Exercise instructions:
Reproduce the lines below verbatim, without any alteration.

Dataset records:
# # # #

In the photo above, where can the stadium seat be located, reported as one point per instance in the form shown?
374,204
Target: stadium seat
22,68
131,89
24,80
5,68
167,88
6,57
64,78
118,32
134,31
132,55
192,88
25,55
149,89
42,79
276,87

# # # #

Exercise answer:
In the photo above, where can the stadium seat be located, reported as one point per instance in the form shown?
374,204
Target: stadium seat
22,68
131,89
24,80
5,68
167,88
6,57
64,78
118,32
134,31
132,55
192,88
25,55
149,89
42,79
276,87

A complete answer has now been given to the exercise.